───── EXCERPTED PASSAGE ─────
As the conventional semiconductor memory technologies are approaching their scaling limits, nonvolatile resistive random access memory (RRAM) is considered as one of the promising candidates for the next generation of nonvolatile memory, due to its high-speed operation, low power consumption, and compatibility with complementary metal-oxide semiconductor integration processes.^1,2 Resistive switching (RS) behaviors and memristive behaviors been investigated in many materials, e.g., binary transition metal oxides,^2,3 perovskite type oxides,^4,5 and some other materials.^6,7 Ferroelectric resistive switching (FeRS) consisting of metal/ferroelectrics/metal (MFM) structures has also attracted considerable attention.⁸ In contrast to other resistive memories consisting of 3d transition metal oxides like TiO₂ and ZnO,^2,3 FeRS is based on intrinsic switchable ferroelectric polarization in the ferroelectric materials,⁹ rather than a voltage-induced migration of matter at nanoscale.^10,11

Recently, the ferroelectric polarization modulated switchable diode effects and resistance switching behaviors have been discovered and investigated in multiferroic BiFeO₃ (BFO) based MFM structures.^4,8,12–27 The observed RS behaviors in BFO films appear to vary with the forming processing conditions and microstructures of the BFO film, which suggests that several mechanisms may be involved. Possible mechanisms proposed by previously reported studies can be classified into two types: (1) conductive filament type in polycrystalline BFO films, where the local conductive paths consisting of oxygen vacancies or metallic filaments are formed at low resistance state (LRS), and damaged at high resistance state (HRS).^21,25–27 (2) Ferroelectric polarization modulated interfacial resistance switching, where a Schottky junction or a p–n junction may be formed at the BFO/metal interface or the BFO/n-type semiconductor interface, respectively.^4,17,22–24 Reversing the ferroelectric polarization, it induces a blocking or non-blocking interface for the transit carriers and consequently the resistance switching behaviors of low or high resistance states. Though the electrical properties of BFO-based MFM structures are critically affected by the electrodes and metal/BFO interface, the role of interfacial effect on the RS behaviors is still a challenging topic. Many previously studies focusing on significantly thicker BFO films with a large suppression of bulk-limited leakage current, where the fitting of LRS by ohmic or the space-charge-limited current (SCLC) and HRS by Schottky emission is a well-known signature of an interface based conduction mechanisms.^4,17,22–24 However, these interfacial effects was not separated from that of the bulk of BFO film in cases of resistance and capacitance,^4,17,22–24 as a result, one could not conclude that LRS and HRS were only due to the interface effects. Also it is necessary to check the direct link between RS and Schottky barrier (or p–n junction) at interface.
───── RECORDS ─────
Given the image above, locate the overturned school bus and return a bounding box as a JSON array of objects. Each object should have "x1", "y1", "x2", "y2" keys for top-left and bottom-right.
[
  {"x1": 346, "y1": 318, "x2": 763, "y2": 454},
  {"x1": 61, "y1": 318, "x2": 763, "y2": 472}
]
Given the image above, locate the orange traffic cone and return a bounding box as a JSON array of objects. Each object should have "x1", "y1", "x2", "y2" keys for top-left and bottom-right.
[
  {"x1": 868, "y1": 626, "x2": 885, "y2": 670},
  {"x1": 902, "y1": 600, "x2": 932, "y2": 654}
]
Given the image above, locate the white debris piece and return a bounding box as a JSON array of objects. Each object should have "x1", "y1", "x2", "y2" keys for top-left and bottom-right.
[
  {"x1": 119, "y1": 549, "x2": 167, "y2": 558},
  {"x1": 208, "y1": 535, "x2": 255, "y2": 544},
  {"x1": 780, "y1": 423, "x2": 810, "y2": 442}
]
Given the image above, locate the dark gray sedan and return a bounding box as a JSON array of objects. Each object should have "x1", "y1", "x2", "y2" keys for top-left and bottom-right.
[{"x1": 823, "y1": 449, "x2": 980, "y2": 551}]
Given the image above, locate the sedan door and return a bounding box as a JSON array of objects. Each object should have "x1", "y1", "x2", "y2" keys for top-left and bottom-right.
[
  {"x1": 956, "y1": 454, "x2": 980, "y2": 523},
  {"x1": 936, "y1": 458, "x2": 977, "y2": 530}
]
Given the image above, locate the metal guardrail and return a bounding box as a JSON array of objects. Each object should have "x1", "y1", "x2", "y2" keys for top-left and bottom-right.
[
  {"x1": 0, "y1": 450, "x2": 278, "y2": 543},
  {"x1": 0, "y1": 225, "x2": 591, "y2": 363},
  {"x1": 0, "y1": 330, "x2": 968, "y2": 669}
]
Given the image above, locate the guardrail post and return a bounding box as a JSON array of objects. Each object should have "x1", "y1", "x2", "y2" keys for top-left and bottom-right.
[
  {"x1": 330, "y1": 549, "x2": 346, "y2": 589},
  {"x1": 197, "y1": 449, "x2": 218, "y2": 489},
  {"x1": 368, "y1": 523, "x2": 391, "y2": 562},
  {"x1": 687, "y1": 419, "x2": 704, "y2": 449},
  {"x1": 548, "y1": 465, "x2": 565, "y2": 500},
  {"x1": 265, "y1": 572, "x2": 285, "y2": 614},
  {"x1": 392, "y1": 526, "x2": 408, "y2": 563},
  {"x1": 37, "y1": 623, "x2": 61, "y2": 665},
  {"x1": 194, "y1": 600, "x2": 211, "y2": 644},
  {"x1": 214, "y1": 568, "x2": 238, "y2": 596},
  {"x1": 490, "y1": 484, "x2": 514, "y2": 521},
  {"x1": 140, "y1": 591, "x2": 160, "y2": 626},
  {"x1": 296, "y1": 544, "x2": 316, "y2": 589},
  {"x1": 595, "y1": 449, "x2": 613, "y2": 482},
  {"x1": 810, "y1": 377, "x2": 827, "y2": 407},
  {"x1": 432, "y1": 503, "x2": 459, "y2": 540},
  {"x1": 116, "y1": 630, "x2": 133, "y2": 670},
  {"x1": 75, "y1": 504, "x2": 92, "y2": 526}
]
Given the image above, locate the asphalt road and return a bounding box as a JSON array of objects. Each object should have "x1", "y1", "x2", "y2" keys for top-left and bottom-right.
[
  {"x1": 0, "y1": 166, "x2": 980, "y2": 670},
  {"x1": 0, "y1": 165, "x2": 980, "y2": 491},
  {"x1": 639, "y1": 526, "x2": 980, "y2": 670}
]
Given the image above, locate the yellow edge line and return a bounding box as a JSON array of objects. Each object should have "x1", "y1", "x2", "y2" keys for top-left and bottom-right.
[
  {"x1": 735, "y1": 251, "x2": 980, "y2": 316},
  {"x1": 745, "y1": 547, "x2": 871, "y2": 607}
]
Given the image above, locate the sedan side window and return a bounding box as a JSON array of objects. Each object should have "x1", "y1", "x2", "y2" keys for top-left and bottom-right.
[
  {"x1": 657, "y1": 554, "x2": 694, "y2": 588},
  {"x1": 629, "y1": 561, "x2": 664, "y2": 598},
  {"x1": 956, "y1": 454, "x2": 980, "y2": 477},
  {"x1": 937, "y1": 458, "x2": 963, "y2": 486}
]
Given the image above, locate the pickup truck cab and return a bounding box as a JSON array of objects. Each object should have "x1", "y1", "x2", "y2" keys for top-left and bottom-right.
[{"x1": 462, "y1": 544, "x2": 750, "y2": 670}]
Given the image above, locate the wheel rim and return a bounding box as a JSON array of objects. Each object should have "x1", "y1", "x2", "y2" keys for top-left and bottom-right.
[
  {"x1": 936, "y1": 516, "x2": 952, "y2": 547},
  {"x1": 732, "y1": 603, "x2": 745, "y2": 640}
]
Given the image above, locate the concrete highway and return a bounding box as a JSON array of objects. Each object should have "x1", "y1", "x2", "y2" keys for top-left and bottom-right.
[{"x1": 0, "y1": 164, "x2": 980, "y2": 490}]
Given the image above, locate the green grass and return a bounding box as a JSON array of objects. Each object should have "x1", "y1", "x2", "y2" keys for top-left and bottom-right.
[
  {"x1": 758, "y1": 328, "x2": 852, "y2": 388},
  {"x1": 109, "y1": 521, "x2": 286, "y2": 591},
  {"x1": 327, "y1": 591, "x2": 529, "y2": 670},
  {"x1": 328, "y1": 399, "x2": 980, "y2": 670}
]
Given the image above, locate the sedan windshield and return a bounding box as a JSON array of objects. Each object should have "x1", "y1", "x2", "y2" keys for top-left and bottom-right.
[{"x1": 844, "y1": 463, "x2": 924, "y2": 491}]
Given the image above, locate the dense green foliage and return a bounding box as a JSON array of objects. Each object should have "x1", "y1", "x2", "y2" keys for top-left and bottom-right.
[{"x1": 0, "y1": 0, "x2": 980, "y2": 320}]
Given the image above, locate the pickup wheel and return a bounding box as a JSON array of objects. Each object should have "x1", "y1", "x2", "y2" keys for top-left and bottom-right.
─────
TASK PROMPT – Extend the passage on resistive switching in BiFeO₃ films, starting after its final sentence. The records are not used in what follows.

TASK RESPONSE –
In this study, we restrict the thickness of BFO film to such a dimension, where the volume fractions of BFO film could be significantly modulated under depletion or accumulation conditions by ferroelectric polarization reversals. Therefore, it allows us to demonstrate the direct evidence of RS behavior purely due to the interfacial effect. The high quality BFO films with flat surface were epitaxially grown on high doped semiconductor substrates Nd:SrTiO₃ (NSTO) (001) by molecular beam epitaxy. The fitting of I–V measurements indicates that the conductive mechanism of Au/BFO/NSTO junctions is dominated by interface-limited Fowler–Nordheim tunneling at either low or high resistance states. The observed RS behaviors can be accounted by the ferroelectric polarization modulation of the barrier height and depletion width of the p–n junction formed at BFO/NSTO interface.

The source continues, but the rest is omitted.